- **WHAT YOU SHOULD DO**:
The entries below need to be transcribed exactly, without their images.

- **DATA TO PROCESS**:
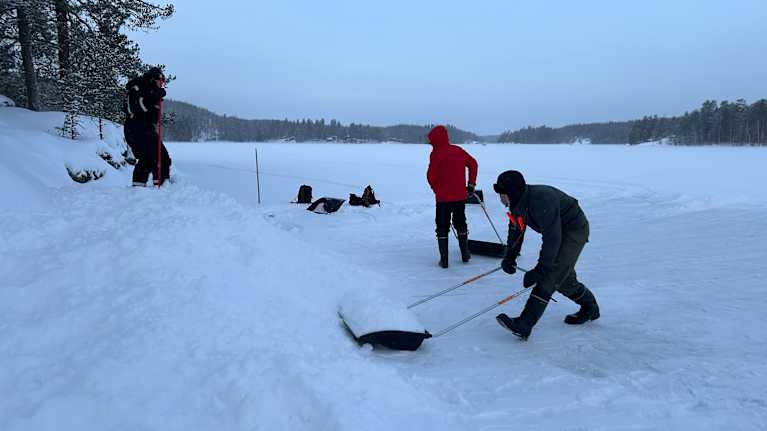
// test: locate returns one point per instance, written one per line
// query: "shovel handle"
(450, 289)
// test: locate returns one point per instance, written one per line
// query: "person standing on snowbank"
(142, 111)
(565, 230)
(447, 178)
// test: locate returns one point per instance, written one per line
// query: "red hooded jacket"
(447, 168)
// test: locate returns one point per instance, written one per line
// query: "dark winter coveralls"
(565, 230)
(447, 179)
(142, 109)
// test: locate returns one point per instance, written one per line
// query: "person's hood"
(438, 136)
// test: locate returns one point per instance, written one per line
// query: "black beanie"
(512, 184)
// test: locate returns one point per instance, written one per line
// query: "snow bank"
(34, 159)
(173, 309)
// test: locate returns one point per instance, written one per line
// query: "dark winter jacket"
(548, 211)
(447, 168)
(142, 103)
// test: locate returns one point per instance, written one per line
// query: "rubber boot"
(442, 242)
(589, 309)
(522, 326)
(463, 244)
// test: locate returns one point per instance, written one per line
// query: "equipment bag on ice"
(304, 195)
(368, 198)
(326, 205)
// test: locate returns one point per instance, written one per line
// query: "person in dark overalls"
(565, 230)
(142, 116)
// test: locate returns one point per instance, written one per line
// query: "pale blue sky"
(485, 66)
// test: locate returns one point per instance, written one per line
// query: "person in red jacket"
(447, 178)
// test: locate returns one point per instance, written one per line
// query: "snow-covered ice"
(193, 307)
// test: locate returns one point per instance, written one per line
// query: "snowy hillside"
(34, 158)
(193, 307)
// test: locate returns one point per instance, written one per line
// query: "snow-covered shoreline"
(192, 307)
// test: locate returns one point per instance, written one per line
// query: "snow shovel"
(485, 248)
(394, 328)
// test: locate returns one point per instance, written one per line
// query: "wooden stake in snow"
(258, 177)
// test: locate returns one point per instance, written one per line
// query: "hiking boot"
(589, 309)
(463, 244)
(442, 243)
(522, 326)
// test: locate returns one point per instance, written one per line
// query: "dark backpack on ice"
(326, 205)
(304, 195)
(476, 198)
(368, 198)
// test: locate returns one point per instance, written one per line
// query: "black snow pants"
(142, 139)
(446, 210)
(563, 278)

- **RESPONSE BOX**:
// test: locate returns one point per instance, written one per line
// query: "shovel handle"
(450, 289)
// test: locate returns one point per instance, written one per line
// query: "person standing on snowbank"
(142, 111)
(565, 230)
(447, 178)
// test: locate returns one point per instance, written one per line
// query: "red hooded jacket"
(447, 168)
// test: locate returns one point per instance, written one per line
// query: "dark winter coveralls"
(565, 230)
(447, 179)
(142, 109)
// test: locate returns one point per instance, written one per line
// query: "person's hood"
(438, 136)
// test: locate returns one point per instance, written one per line
// query: "black beanie"
(512, 184)
// test: locate returns one point per instance, written one per line
// query: "snow bank"
(34, 159)
(173, 309)
// test: locate returns one point per instance, written one per line
// query: "dark winter jacket"
(548, 211)
(447, 168)
(142, 103)
// test: locate returns one point per instance, written one per line
// query: "rubber boot"
(442, 242)
(589, 309)
(522, 326)
(463, 244)
// test: locate returns one point per instance, written one per line
// query: "equipment bag on ice"
(304, 195)
(368, 198)
(326, 205)
// test: locate returns one point per instance, written one per line
// query: "person in dark overalls"
(565, 230)
(142, 116)
// test: locate returns one point per instance, written one per line
// query: "pale blue sky"
(485, 66)
// test: locate returns one point per instance, written one per line
// query: "person in red jacket"
(447, 178)
// test: locate returns one point per instance, written one per line
// query: "snow-covered ice"
(193, 307)
// test: locate returns one point per instance, written one per line
// query: "snowy hillside"
(34, 158)
(193, 307)
// test: locate returns one point per instance, written one per line
// query: "snow-covered shoreline"
(192, 307)
// test: locate returns one point per instance, written one per line
// query: "snow shovel"
(485, 248)
(394, 328)
// test: locate returns one point per instance, written one per line
// query: "wooden stake in snow"
(258, 177)
// test: locate returns one point per instance, written one per line
// query: "hiking boot"
(589, 309)
(463, 244)
(442, 243)
(522, 326)
// test: locate returns one point per instance, written one per line
// query: "dark backpack on ice"
(326, 205)
(304, 195)
(476, 198)
(368, 198)
// test: locate returns one point per instance, written one per line
// query: "black snow pants"
(142, 139)
(446, 210)
(563, 278)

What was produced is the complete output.